##### Segmento di testo

Fondato da Emilio Borzino, a Bologna, l'8 ottobre 1922, assunse un atteggiamento di collaborazione con il governo fascista fino al delitto Matteotti del 1924. Il PLI fu poi sciolto dal regime fascista assieme alle altre organizzazioni politiche nel 1926, per essere ricostituito nell'estate del 1943, per iniziativa di Benedetto Croce e Luigi Einaudi[13]. Una componente più giovanile e riformatrice intorno a Nicolò Carandini e Leone Cattani fuoriuscì dal partito nel 1948 e si organizzò nel Movimento Liberale Indipendente, che si sciolse nel 1951 e divenne il nucleo del nuovo PLI di Roma. Si è sciolto nel 1994, dando vita a numerose formazioni ed alla diaspora liberale nel panorama politico italiano.
Al suo interno vi fu a lungo un contrasto alquanto acceso tra le varie correnti, in particolare nel primo decennio del dopoguerra.
Caratterizzato dal liberalismo riformatore di Croce, si spostò successivamente su posizioni conservatrici, in particolare sotto la segreteria di Roberto Lucifero (1947-48). Riportato sulla linea di centro laico dal suo successore Bruno Villabruna, ebbe una nuova modifica del suo indirizzo politico verso posizioni liberiste sotto la segreteria di Giovanni Malagodi dal 1954.

##########

Istruzioni operative:
A) Riassumi il testo sul PLI in due frasi.
B) Prosegui il testo sul PLI scrivendo il brano che segue la sua ultima frase.
Le voci provengono da una fonte diversa.

##### Voci

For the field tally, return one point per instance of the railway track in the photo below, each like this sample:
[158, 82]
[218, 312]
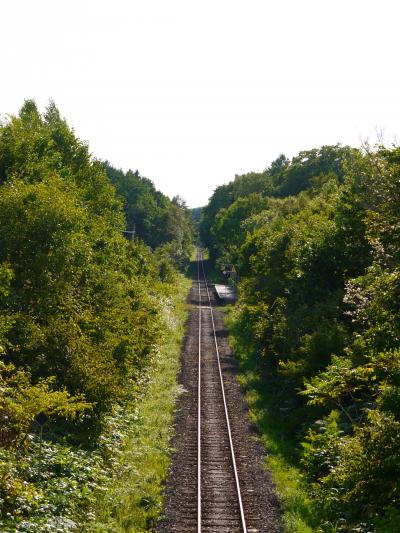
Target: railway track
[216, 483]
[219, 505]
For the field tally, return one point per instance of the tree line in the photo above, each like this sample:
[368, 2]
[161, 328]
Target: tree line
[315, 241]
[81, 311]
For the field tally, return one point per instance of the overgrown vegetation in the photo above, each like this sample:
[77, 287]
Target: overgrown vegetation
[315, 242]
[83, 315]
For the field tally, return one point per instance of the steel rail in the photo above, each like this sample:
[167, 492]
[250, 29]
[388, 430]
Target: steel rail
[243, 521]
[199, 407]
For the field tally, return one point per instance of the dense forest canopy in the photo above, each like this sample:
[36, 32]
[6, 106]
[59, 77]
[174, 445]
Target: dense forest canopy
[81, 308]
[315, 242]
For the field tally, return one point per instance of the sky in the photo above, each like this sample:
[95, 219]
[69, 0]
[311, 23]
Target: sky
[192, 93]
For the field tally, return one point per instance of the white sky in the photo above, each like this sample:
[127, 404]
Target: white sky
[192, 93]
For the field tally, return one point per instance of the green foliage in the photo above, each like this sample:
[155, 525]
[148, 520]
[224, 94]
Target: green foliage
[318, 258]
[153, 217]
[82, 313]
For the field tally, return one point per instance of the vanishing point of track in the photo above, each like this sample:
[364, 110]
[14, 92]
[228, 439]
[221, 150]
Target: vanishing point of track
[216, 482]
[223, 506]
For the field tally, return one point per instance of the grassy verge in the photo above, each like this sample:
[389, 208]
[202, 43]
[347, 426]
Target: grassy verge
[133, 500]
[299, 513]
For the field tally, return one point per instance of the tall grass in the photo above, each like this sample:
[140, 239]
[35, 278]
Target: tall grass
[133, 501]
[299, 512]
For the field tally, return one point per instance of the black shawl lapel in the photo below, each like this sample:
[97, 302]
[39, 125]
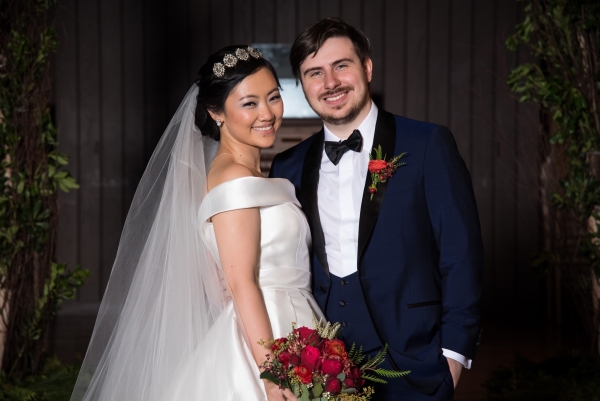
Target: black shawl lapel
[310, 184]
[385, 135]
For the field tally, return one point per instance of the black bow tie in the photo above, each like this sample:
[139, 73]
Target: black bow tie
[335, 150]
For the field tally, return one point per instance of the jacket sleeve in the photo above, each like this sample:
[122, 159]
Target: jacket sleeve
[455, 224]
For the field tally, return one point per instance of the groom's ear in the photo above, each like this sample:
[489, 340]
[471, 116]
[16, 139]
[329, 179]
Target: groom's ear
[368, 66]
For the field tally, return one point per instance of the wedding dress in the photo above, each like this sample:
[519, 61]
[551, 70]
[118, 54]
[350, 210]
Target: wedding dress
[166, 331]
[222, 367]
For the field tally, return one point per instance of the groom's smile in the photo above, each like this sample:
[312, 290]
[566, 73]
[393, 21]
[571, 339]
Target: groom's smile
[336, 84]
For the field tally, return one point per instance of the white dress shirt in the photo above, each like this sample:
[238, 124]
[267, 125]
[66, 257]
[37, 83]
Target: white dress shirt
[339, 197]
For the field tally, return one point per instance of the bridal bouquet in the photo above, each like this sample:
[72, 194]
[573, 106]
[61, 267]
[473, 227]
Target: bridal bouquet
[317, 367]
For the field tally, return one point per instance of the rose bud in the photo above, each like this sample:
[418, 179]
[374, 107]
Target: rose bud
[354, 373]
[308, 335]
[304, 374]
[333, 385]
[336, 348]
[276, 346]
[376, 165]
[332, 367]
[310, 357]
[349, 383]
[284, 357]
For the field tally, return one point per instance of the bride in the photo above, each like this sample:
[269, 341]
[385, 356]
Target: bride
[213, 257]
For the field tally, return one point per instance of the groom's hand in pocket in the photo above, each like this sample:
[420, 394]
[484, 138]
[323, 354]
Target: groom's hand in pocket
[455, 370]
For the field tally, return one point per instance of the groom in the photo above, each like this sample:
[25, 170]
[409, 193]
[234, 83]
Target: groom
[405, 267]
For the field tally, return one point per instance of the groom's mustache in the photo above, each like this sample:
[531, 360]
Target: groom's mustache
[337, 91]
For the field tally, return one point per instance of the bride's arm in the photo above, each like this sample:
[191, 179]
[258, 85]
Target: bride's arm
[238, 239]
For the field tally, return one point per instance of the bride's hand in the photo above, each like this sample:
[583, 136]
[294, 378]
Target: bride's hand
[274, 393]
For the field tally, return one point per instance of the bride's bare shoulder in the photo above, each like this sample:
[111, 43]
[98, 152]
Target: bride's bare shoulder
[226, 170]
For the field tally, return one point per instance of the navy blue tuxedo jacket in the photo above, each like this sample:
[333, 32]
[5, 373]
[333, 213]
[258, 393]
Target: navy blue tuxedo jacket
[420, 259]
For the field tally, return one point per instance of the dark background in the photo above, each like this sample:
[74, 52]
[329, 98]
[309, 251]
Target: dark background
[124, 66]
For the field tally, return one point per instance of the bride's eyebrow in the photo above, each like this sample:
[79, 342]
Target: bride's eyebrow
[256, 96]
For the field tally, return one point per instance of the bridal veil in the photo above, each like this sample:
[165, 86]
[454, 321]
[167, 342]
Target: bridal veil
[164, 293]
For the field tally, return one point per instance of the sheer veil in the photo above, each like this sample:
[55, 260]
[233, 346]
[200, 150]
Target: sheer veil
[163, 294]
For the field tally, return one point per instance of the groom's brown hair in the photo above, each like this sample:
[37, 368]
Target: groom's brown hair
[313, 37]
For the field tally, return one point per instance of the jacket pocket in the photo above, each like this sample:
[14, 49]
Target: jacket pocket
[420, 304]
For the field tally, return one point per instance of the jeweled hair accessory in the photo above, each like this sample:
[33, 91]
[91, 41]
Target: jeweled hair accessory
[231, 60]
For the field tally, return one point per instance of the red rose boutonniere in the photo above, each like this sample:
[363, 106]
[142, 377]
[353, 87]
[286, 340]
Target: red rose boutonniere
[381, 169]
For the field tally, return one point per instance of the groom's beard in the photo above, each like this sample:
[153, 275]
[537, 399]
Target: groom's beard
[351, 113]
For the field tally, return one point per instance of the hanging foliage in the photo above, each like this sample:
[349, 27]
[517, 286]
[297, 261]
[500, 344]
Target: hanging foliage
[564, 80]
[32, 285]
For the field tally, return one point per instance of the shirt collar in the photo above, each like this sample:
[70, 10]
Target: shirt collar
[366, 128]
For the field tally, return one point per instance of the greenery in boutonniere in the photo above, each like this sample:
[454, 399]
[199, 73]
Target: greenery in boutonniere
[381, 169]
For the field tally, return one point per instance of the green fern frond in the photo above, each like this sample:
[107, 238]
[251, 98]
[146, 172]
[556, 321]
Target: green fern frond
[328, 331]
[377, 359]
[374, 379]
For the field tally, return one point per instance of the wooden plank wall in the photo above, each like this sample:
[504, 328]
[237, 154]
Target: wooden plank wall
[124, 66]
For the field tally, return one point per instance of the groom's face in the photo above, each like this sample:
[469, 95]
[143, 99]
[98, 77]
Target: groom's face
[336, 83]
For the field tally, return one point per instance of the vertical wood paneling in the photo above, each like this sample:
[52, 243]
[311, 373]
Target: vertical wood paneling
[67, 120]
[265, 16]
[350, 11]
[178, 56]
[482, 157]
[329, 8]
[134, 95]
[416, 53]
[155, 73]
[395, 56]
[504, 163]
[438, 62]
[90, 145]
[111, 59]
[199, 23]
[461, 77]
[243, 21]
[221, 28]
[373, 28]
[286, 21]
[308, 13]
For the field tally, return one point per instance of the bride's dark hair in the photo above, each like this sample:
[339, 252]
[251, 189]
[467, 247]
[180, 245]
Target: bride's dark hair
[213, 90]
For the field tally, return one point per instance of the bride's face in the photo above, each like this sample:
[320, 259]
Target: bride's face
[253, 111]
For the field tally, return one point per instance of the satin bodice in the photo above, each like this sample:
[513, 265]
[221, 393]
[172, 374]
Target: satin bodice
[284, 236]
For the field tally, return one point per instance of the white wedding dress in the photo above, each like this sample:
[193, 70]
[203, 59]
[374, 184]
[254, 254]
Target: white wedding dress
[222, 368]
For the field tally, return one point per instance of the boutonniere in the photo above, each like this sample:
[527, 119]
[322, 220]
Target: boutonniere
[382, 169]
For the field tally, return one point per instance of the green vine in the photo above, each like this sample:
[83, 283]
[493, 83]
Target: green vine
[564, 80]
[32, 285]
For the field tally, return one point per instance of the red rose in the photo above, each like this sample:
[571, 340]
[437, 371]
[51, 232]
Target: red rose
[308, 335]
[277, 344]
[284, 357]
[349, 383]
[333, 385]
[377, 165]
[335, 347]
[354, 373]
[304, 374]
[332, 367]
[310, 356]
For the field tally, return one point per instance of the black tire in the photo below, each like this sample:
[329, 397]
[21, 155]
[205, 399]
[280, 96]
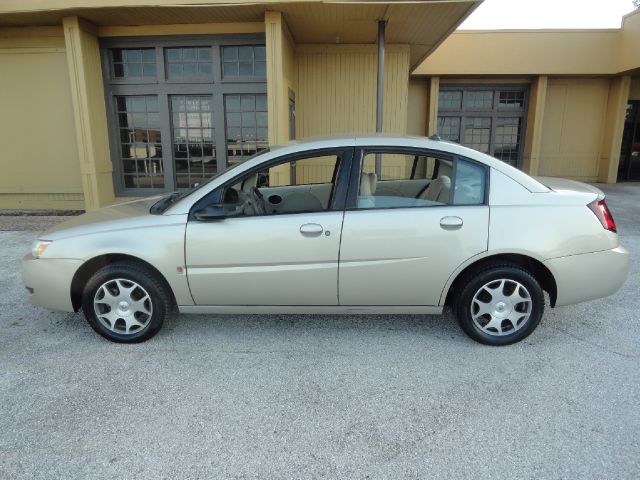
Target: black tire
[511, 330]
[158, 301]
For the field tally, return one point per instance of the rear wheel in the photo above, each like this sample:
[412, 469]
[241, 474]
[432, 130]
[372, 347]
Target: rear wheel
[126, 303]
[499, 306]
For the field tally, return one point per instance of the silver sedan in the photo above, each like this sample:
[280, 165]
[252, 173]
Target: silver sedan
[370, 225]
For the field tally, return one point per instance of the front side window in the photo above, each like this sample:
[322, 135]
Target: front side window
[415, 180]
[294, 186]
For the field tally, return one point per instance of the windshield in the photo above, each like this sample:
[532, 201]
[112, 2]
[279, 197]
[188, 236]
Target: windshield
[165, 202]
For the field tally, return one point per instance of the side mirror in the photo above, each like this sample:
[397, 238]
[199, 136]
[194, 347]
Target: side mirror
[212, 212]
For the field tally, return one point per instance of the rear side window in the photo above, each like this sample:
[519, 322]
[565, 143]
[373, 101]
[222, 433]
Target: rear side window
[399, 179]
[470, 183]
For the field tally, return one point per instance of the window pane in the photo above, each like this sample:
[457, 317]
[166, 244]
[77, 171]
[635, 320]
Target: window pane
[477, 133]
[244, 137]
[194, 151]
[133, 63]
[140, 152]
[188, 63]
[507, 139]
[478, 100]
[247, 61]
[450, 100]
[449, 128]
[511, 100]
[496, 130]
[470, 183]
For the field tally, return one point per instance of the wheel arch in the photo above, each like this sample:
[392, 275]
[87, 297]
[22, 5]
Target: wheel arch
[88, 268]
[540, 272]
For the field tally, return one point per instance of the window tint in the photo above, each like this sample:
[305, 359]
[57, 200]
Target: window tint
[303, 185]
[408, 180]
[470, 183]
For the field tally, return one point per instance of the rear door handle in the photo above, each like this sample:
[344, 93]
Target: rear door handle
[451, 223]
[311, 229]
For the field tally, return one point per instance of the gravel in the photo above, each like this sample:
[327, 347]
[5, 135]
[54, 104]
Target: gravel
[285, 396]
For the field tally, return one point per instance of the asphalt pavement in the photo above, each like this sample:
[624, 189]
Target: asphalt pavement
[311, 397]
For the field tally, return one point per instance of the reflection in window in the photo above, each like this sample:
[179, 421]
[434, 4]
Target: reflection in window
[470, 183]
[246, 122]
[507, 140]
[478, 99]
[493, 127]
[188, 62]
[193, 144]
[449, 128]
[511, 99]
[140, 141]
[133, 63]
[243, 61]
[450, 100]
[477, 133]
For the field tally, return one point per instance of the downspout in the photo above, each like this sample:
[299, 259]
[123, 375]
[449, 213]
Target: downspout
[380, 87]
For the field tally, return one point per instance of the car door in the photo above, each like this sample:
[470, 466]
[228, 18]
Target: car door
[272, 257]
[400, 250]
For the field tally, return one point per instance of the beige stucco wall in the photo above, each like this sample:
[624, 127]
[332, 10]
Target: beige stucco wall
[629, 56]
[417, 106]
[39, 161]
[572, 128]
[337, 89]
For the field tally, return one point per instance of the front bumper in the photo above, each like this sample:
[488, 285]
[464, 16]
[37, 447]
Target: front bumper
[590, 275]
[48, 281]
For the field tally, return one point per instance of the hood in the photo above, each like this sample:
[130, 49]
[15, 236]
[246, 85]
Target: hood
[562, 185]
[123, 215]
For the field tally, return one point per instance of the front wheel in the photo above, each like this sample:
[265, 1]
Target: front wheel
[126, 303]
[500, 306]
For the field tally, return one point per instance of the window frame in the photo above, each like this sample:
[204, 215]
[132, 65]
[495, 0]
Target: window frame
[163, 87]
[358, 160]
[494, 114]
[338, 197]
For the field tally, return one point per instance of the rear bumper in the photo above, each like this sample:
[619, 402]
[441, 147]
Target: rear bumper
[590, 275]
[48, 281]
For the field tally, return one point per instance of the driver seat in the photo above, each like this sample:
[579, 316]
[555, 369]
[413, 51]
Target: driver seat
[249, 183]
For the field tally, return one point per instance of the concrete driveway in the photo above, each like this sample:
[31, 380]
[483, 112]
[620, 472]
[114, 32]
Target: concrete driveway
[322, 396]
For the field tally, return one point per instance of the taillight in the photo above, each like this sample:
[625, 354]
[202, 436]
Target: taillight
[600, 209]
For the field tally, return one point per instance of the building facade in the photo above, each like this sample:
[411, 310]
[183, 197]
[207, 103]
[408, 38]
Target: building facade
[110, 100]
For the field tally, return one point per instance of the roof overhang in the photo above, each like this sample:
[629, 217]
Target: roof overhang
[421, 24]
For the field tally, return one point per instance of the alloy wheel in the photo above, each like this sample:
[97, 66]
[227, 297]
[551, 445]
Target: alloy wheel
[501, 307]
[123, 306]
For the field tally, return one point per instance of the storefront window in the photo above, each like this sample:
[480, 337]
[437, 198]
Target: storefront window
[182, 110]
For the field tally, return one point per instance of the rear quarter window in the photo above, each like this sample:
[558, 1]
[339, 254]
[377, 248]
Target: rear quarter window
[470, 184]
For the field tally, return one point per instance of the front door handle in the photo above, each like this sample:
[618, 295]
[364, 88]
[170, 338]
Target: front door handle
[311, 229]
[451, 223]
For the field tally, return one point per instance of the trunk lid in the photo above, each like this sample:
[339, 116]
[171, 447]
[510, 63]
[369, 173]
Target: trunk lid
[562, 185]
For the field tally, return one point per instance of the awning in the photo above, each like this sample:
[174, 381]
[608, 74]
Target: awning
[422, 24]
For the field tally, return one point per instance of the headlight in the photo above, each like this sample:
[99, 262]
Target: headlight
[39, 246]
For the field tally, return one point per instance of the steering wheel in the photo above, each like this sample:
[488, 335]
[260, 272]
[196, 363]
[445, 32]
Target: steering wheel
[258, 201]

##########

Risposte all'esercizio:
A) Fondato a Bologna l'8 ottobre 1922, il PLI fu sciolto dal regime fascista nel 1926, ricostituito nell'estate del 1943 per iniziativa di Benedetto Croce e Luigi Einaudi e infine sciolto nel 1994. Segnato da accesi contrasti tra le correnti, passò dal liberalismo riformatore di Croce a posizioni conservatrici sotto la segreteria di Roberto Lucifero, tornò sulla linea di centro laico con Bruno Villabruna e dal 1954 si orientò verso posizioni liberiste con Giovanni Malagodi.

B)
La componente minoritaria di sinistra legata agli spunti culturali del giornale Il Mondo, diretto da Mario Pannunzio, già uscita una prima volta nel 1948 (costituendo il MLI), salvo tornare al Convegno per l'unificazione delle forze liberali di Torino nel 1951, assunse un'opposizione intransigente a Malagodi e si distaccò definitivamente dal PLI nel 1955 per fondare il Partito Radicale, che non ebbe successo elettorale.
Sotto la leadership di Malagodi il PLI si distinse per la sua opposizione ai governi di centro-sinistra, rifiutando nello stesso tempo ogni compromesso con la destra estrema del MSI e con la destra dei monarchici. Solo nel 1972 ritornò ad un governo[14] centrista guidato da Giulio Andreotti, con Malagodi ministro del Tesoro. Dopo il declino di questa politica, nel 1976 il partito subì una nuova correzione dell'indirizzo politico verso sinistra, guidata dal nuovo segretario Valerio Zanone. Partecipò negli anni ‘80 a numerosi governi pentapartitici, fino al suo scioglimento nel 1994.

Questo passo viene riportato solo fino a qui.